The proofs of Theorems 1 and 2 depend on Propositions 1, 2 and 3 given in Sect. 3. The proofs of these Propositions are based on Lemmas 1, 4 and 2. All of them are provided in the “Appendix”. Both Theorems 1 and 2 remain true with spline–kernel estimator \(\hat{\sigma }_{\text {SK} }^{2}\left( x\right) \) replaced by spline-local linear estimator \(\hat{\sigma }_{\text {SLL}}^{2}\left( x\right) \), but detailed proofs for local linear estimator are omitted as in Wang and Yang (2007, 2009).

3 Error decomposition

To break the estimation error \(\hat{\sigma }_{\text {SK}}^{2}\left( x\right) - \tilde{\sigma }_{\text {K}}^{2}\left( x\right) \) into simpler parts, we begin by discussing the spline space \(G^{(p-2)}_{N}\) and the representation of the spline estimator of \(\hat{m}_{p}(x)\) in Eq. (5).

(Detection annotation records)
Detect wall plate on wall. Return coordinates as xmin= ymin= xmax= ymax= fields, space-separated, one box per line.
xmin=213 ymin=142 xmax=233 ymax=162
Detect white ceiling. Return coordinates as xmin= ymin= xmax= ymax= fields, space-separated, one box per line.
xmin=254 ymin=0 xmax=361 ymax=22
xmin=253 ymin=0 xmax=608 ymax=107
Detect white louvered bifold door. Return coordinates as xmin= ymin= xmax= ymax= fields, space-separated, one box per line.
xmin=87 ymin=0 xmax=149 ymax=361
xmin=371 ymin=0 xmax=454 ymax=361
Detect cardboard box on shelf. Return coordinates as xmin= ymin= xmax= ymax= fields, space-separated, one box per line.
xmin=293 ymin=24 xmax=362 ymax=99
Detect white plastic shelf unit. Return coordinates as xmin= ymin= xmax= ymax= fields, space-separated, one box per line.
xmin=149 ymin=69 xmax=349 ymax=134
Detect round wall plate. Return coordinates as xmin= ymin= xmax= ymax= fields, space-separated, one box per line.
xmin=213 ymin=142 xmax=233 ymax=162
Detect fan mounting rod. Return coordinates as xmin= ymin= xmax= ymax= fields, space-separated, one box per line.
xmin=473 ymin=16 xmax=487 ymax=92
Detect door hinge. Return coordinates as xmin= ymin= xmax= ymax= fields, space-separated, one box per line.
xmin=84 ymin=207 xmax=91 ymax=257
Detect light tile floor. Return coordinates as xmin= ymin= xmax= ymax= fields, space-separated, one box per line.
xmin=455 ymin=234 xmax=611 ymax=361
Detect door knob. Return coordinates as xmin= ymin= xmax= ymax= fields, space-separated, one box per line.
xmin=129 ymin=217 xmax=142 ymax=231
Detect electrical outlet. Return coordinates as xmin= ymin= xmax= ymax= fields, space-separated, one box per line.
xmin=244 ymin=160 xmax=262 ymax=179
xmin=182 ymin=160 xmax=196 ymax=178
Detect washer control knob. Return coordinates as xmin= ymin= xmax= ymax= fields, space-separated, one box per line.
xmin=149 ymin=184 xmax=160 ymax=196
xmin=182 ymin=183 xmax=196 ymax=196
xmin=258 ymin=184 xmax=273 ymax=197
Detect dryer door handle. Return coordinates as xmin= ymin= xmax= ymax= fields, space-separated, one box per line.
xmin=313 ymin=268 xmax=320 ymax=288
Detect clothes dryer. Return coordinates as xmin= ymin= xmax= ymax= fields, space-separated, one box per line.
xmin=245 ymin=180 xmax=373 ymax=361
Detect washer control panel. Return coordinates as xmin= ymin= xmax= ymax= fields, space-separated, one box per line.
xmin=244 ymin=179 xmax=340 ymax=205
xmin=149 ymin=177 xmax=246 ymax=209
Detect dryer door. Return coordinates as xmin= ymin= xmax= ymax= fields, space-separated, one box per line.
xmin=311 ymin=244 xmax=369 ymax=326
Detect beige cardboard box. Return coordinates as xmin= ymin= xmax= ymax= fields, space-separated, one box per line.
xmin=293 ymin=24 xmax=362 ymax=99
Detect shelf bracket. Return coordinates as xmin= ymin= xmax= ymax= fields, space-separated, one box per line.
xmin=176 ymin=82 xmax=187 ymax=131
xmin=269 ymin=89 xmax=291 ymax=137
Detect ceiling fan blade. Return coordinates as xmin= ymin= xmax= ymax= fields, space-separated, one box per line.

PROBLEMS TO SOLVE =
**a)** Quote the part of the passage on the spline–kernel estimator that opens with the words containing "The proofs of Theorems" and closes with "in Eq. (5).".
**b)** Extend the passage on the spline–kernel estimator, picking up after its final sentence.

ANSWERS GIVEN =
**a)**
The proofs of Theorems 1 and 2 depend on Propositions 1, 2 and 3 given in Sect. 3. The proofs of these Propositions are based on Lemmas 1, 4 and 2. All of them are provided in the “Appendix”. Both Theorems 1 and 2 remain true with spline–kernel estimator \(\hat{\sigma }_{\text {SK} }^{2}\left( x\right) \) replaced by spline-local linear estimator \(\hat{\sigma }_{\text {SLL}}^{2}\left( x\right) \), but detailed proofs for local linear estimator are omitted as in Wang and Yang (2007, 2009).

3 Error decomposition

To break the estimation error \(\hat{\sigma }_{\text {SK}}^{2}\left( x\right) - \tilde{\sigma }_{\text {K}}^{2}\left( x\right) \) into simpler parts, we begin by discussing the spline space \(G^{(p-2)}_{N}\) and the representation of the spline estimator of \(\hat{m}_{p}(x)\) in Eq. (5).

**b)**
Denote by \(\left\| \phi \right\| _{2}\) the theoretical \(L^{2}\) norm of a function \(\phi \) on \(\left[ 0,1\right] \) , i.e., \(\left\| \phi \right\| _{2}^{2}=\mathsf {E}\{ \phi ^{2}( X) \} =\int _{0}^{1}\phi ^{2}\left( x\right) f\left( x\right) dx\), the empirical \(L^{2}\) norm as \(\left\| \phi \right\| _{2,n}^{2}=n^{-1}\small {\sum _{i=1}^{n}}\phi ^{2}\left( X_{i}\right) \), and then define the rescaled B-spline basis \(\{ B_{j,p}( x) \} _{j=1-p}^{N}\) for \(G_{N}^{\left( p-2\right) } \), each with theoretical norm equal to \(1\)

$$\begin{aligned} B_{j,p}\left( x\right) \equiv b_{j,p}\left( x\right) \left\| b_{j,p}\left( x\right) \right\| _{2}^{-1},\quad 1-p\le j\le N. \end{aligned}$$

The estimator \(\hat{m}_{p}\left( x\right) \) in Eq. (5) can then be expressed as

$$\begin{aligned} \hat{m}_{p}\left( x\right) =\underset{G_{N}^{\left( p-2\right) }}{\text {Proj} }\mathbf {Y}=\sum \limits _{j=1-p}^{N}\hat{\lambda }_{j,p}B_{j,p}\left( x\right) , \end{aligned}$$

where the vector \(\{ \hat{\lambda }_{1-p,p},\ldots ,\hat{\lambda } _{N,p}\} ^{\scriptstyle {T}}\) solves the following least-squares problem

$$\begin{aligned} \left\{ \hat{\lambda }_{1-p,p},\ldots ,\hat{\lambda }_{N,p}\right\} ^{ \scriptstyle {T}}=\underset{R^{N+p}}{\arg \min }\sum \limits _{i=1}^{n}\left\{ Y_{i}-\sum \limits _{j=1-p}^{N}\hat{\lambda }_{j,p}B_{j,p}\left( X_{i}\right) \right\} ^{2}. \qquad \quad \end{aligned}$$

(11)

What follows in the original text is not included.